Brief:
Please answer these questions from the essay on mindfulness and motherhood:
(a) In what year was Ram Dass's tome published?
(b) How long did the quinoa and organic vegetable medley take to make?
(c) In what month did the "presence" penny truly drop for the writer?

You don’t have to venture too far afield into the realm of mindfulness to hear the words: Be here now. Echoes of Ram Dass’s seminal 1971 tome still reverberate within the walls of today’s yoga studios, self-help seminars, and air-conditioned Burning Man RVs. And when you plant yourself beneath your Tibetan prayer flags, find your sitz bones, and begin to emanate that vibey glow that gets turned on when one discusses complete and utter presence, we totally feel it, too, man. We get it. We’re here. Now. It’s so good, right?
But what about when your squirmy nine-month-old is howling and writhing in her dirty diaper and it takes every ounce of might to prevent this morning’s broken-down breakfast from getting over every surface in sight (including you)? Or what about when your potty-training toddler smears his own digested dinner all over everything in the crib (including him)? Are you here? Now? Or is it more, “For the love of Ganesh, will somebody please, please get me anywhere BUT the here and now?”
Taking this tenet of mindfulness off the mat and into the minefield of motherhood is approximately 108 times harder than sticking a one-armed handstand. Approximately.
I will confess that I didn’t know what living in the moment really meant at its core until I had kids, who at their core, hearken all the mindfulness of wild raccoons. Rabid, wild, sleepless, hunger-striking raccoons. (Except for the fact that wild raccoons would actually finish the quinoa and organic vegetable medley it took you 30 minutes to make.)
Sure, every day post-childbirth for me had been an exercise in living in the present, insofar as I couldn’t look beyond the actual moment unfolding before me since I was always responding to the ever-changing needs and mercurial whims of a baby. It was like being in quicksand, but with less sand and more poop. Like treading water, but with less water, and more poop. Like being on a treadmill, but err, less…treads… Well, you get the point.
But the “presence” penny truly dropped for me on a cold January night as I was rocking my colicky baby in a used glider someone had told me I needed in order to get my baby to sleep. (Side note: They are usually wrong, when it comes to your kids.)
As I tuned out the crankles and turned up my shushing, I totally left the “now” of that wintery night. I was definitely crawling out an “anywhere but here and now” escape hatch, so fervently that I might well have called it Transcendental Abdication. But when my attention returned to that cold corner of the bedroom, I was taken aback to see that my sorrowful babe had stopped crying. I hadn’t even noticed when he had stopped. The little bundle in my arms was now a beautiful, sleeping, peaceful boy. My heart melted and hope sprung eternal. An unfamiliar but confident voice in my head said, “You see? Don’t despair. At any given moment, sleep might be right around the corner.”

Provided data:
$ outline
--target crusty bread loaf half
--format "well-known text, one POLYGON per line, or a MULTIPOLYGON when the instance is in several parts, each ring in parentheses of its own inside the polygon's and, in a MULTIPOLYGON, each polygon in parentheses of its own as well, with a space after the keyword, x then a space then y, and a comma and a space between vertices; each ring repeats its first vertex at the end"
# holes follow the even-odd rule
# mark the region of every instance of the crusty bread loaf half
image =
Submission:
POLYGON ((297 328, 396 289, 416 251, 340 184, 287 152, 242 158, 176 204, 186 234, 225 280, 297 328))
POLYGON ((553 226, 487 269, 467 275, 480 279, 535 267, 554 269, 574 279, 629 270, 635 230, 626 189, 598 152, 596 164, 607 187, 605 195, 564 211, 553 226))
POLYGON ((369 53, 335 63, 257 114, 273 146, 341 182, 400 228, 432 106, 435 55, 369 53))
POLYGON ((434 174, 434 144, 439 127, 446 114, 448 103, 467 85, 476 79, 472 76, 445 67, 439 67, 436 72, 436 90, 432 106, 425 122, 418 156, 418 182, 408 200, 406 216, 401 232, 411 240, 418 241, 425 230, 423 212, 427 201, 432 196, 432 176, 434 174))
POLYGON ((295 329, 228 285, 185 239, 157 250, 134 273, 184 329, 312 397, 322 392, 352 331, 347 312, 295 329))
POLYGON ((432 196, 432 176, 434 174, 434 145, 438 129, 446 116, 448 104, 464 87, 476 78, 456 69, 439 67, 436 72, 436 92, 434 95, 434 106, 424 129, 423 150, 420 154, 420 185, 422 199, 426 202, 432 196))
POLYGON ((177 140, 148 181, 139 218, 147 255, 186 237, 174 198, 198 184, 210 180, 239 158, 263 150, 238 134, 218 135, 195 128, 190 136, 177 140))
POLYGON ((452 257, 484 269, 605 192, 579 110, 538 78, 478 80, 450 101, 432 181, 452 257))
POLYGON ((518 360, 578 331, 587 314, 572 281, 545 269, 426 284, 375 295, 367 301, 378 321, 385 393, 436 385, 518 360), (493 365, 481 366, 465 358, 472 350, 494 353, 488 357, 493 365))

...

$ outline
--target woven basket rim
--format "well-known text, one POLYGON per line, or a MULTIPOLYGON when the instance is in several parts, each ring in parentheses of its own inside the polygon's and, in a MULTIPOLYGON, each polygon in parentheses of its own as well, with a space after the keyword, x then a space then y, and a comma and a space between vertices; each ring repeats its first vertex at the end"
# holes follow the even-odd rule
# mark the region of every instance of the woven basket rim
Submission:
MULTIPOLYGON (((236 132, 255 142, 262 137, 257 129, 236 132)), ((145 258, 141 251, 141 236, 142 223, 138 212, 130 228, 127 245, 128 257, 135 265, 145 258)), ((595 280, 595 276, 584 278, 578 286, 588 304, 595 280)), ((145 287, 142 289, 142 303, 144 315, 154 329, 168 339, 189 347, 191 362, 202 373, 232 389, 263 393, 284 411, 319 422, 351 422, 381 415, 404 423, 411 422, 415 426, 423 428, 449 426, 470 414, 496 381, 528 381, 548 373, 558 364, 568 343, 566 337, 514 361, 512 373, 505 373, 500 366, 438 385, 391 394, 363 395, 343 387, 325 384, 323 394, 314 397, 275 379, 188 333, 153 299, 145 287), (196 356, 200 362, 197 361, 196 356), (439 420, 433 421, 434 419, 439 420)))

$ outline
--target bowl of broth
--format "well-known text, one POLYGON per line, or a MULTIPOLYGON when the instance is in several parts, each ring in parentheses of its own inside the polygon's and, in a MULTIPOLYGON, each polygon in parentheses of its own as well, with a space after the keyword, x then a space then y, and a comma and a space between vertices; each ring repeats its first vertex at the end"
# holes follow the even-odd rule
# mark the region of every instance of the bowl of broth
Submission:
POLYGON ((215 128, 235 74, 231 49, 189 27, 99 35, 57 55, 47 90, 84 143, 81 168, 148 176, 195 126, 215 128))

...

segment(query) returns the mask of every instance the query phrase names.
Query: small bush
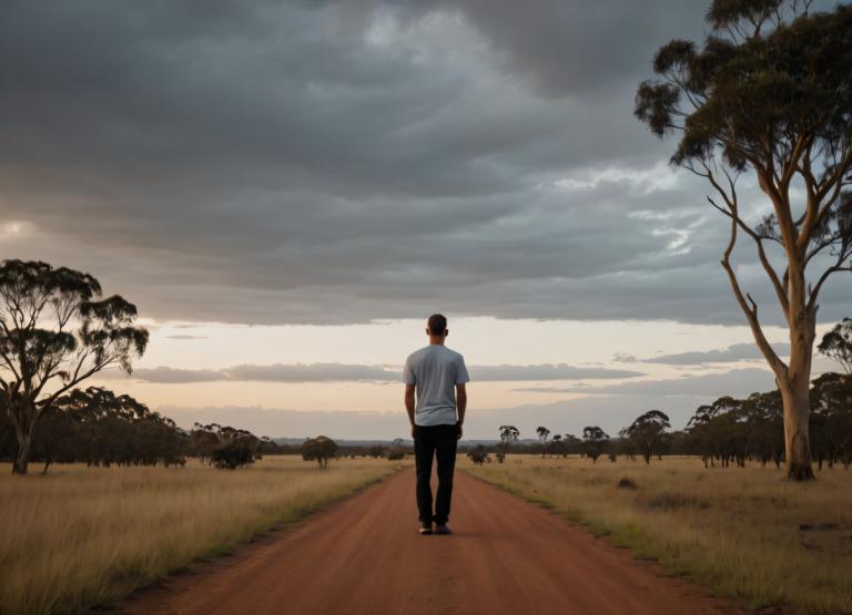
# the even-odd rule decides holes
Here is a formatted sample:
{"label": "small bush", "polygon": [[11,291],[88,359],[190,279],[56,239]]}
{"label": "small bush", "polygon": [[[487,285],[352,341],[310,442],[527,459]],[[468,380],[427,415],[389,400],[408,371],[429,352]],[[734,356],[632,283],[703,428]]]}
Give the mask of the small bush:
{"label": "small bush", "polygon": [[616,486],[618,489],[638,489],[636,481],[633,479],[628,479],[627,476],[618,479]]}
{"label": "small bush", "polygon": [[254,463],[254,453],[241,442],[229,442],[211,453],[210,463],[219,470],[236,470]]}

Finished answer:
(a) 1971
(b) 30 minutes
(c) January